--- Begin Dataset records ---
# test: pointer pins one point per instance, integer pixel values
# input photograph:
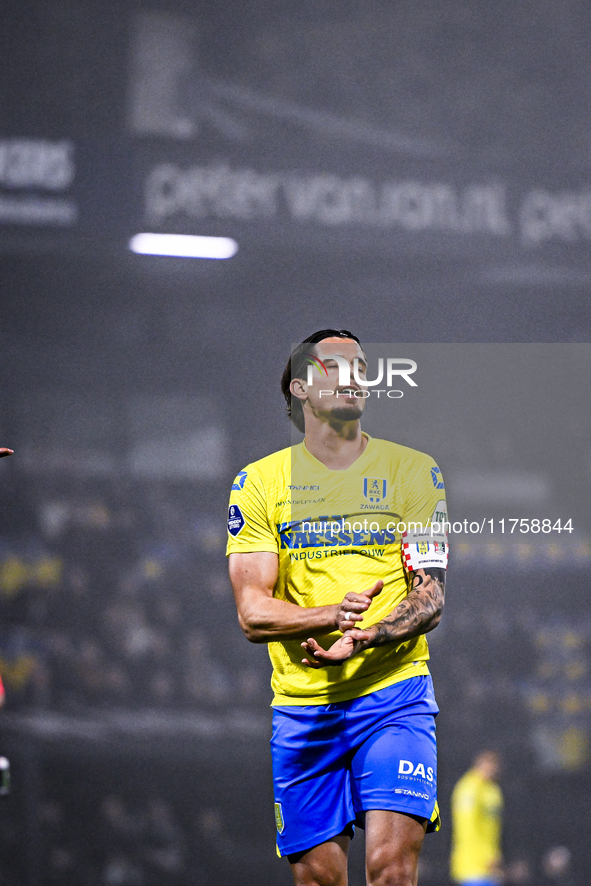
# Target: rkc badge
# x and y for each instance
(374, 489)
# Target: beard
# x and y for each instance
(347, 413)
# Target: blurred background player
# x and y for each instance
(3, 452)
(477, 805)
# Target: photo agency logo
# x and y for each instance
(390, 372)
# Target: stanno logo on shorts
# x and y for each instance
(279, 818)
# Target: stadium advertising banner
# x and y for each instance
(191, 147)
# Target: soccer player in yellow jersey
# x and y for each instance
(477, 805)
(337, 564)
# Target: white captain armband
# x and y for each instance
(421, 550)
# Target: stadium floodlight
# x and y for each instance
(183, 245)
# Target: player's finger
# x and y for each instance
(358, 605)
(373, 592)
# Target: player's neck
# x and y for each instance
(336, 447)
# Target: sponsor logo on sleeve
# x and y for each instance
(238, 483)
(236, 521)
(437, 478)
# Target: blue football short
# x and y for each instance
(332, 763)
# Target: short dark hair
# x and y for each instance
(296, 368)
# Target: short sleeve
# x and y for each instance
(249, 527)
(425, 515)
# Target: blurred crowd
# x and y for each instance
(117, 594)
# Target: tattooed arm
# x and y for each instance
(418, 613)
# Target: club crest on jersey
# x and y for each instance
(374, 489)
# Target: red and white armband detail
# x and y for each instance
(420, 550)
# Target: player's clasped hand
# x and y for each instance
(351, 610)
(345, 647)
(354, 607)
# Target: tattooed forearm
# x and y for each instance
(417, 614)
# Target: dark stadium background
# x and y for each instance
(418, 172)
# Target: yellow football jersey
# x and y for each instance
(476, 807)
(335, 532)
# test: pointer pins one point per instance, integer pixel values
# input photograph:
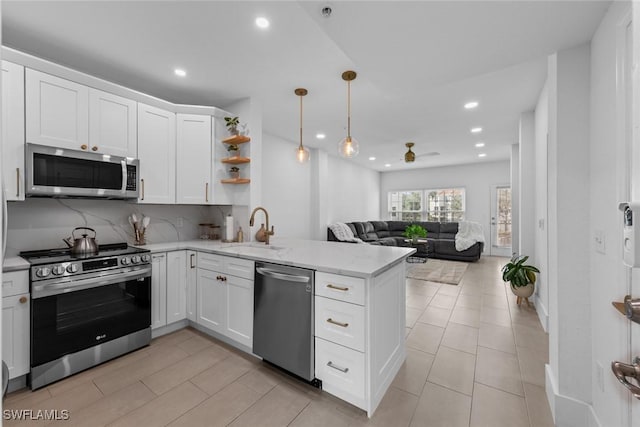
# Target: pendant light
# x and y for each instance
--- End Dataset records ---
**What needs to be done**
Reproduce verbatim the records from the line containing "# Target: tattooed arm" up to and including the last line of the records, omitting the pictures.

**Expected answer**
# Target: tattooed arm
# x and y for each instance
(418, 613)
# Target: club crest on jersey
# x and y for each instance
(374, 489)
# Target: red and white armband detail
# x and y for each instance
(420, 550)
# Target: player's clasped hand
# x and y for each instance
(351, 610)
(345, 647)
(354, 607)
# Target: tattooed forearm
# x and y for each instance
(417, 614)
# Target: dark stadium background
# x and y for each instance
(418, 172)
# Target: yellow football jersey
# x and y for each instance
(476, 807)
(335, 532)
# test: pointer pins one point per instance, integer pixel values
# input photograph:
# Target: pendant light
# x and y for each instance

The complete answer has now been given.